WORKING DATA Start Marker

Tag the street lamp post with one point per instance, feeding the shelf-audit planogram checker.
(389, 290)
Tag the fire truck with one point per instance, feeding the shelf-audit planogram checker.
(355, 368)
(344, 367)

WORKING DATA End Marker

**WHAT THE TASK ASKS**
An exact transcription of all the entries is needed.

**SOLUTION FOR THIS PROBLEM**
Tag the street lamp post with one point per instance, feeding the shelf-audit planogram checker.
(389, 290)
Tag the fire truck with one point per instance, feeding the shelf-audit planogram checker.
(355, 368)
(344, 367)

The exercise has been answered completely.